» **What to work on**:
Extract the lines starting at the one containing "mark the region of every instance of the shrub" and ending at the end of the rows, both included, and repeat them exactly.

» **Items**:
start

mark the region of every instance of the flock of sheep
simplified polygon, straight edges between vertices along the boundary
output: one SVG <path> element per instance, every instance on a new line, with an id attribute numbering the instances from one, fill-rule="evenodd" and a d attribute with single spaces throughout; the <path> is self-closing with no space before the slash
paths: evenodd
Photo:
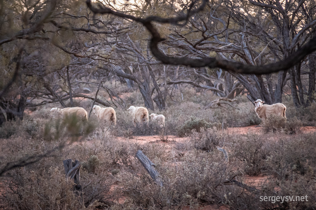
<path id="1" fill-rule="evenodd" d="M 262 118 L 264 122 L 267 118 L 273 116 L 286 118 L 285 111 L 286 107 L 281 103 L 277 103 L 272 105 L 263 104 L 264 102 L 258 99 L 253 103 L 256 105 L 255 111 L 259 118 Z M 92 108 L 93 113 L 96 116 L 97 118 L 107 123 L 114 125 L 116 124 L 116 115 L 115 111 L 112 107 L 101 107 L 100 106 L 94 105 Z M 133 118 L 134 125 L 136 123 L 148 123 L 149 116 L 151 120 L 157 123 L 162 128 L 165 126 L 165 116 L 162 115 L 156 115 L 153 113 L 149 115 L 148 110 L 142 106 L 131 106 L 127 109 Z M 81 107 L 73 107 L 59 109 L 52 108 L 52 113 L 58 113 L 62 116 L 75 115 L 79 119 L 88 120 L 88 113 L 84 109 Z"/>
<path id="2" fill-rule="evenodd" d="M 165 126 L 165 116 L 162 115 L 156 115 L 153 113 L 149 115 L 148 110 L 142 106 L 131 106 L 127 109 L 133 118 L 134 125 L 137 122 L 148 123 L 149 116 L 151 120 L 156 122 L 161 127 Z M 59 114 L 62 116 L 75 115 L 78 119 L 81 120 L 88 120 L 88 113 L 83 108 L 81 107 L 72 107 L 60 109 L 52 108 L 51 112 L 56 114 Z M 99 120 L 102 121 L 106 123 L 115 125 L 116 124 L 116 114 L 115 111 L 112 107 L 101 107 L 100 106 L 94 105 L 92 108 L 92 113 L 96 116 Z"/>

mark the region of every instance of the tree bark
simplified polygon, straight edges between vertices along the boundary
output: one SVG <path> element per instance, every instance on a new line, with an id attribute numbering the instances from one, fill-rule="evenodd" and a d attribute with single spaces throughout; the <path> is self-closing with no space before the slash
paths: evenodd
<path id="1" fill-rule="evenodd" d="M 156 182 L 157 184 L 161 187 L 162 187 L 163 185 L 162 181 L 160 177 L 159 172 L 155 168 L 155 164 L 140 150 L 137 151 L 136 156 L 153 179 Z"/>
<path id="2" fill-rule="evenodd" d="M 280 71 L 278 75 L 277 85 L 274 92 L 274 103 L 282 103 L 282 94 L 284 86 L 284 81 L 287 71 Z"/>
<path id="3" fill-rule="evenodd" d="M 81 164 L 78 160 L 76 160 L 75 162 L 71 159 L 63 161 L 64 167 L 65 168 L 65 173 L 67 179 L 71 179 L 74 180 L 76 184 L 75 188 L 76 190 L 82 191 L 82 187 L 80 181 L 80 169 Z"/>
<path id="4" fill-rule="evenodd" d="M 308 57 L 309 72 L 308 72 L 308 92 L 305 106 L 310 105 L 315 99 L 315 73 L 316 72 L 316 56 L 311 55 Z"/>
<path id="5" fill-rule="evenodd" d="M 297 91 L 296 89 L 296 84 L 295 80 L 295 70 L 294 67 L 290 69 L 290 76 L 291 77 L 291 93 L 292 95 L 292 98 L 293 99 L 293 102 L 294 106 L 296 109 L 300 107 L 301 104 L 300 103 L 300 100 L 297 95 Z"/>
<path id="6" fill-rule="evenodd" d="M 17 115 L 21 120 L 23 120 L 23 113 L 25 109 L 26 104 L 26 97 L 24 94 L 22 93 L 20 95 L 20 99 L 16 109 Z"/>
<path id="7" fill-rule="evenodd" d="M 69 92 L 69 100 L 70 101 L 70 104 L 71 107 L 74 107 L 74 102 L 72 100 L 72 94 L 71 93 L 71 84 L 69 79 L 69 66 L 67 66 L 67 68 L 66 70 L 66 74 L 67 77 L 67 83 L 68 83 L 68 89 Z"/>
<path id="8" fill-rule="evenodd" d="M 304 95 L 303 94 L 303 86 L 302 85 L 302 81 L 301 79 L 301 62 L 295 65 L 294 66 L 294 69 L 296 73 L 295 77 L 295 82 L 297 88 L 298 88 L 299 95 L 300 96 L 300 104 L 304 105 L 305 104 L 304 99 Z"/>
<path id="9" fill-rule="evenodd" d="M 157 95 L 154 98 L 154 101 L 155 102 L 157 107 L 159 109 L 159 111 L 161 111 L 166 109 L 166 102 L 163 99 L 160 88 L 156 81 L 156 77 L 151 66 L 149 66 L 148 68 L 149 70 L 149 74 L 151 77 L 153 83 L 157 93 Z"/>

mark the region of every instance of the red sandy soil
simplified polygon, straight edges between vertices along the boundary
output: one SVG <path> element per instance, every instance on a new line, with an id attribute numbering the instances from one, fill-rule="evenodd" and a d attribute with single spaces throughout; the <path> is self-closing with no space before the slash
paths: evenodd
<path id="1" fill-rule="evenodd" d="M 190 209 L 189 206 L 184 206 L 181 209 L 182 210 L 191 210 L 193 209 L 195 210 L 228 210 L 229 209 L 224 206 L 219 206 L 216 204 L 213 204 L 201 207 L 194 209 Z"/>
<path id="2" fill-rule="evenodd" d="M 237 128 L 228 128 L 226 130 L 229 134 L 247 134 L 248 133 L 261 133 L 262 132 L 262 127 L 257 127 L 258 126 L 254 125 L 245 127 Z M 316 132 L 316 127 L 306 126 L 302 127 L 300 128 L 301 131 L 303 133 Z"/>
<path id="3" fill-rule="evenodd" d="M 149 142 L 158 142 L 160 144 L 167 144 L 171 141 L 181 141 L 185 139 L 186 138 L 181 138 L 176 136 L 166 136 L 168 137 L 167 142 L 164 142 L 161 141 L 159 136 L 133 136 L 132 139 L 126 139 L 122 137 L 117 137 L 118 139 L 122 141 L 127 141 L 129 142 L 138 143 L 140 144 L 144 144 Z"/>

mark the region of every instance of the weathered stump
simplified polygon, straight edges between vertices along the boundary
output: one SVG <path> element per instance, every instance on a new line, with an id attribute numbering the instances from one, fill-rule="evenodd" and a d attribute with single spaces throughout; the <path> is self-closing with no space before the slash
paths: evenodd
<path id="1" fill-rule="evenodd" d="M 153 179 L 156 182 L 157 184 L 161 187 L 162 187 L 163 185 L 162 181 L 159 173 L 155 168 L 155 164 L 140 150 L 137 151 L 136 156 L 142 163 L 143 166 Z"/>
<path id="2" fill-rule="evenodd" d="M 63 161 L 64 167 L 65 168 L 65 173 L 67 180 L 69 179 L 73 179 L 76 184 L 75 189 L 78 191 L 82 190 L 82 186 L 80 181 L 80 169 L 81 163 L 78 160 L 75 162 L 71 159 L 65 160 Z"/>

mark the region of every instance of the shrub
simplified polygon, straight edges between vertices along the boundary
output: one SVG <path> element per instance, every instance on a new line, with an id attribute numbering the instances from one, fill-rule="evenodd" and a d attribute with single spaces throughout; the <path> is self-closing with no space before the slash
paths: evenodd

end

» **Written solution**:
mark the region of every instance of the shrub
simplified polygon, straight edges between vertices along the boundary
output: one SVG <path> element per instance, every instance on a new line, with an id attribute numbering the instances from one, fill-rule="evenodd" and a d attribute with single spaces throughout; the <path> is self-closing with no space before the slash
paths: evenodd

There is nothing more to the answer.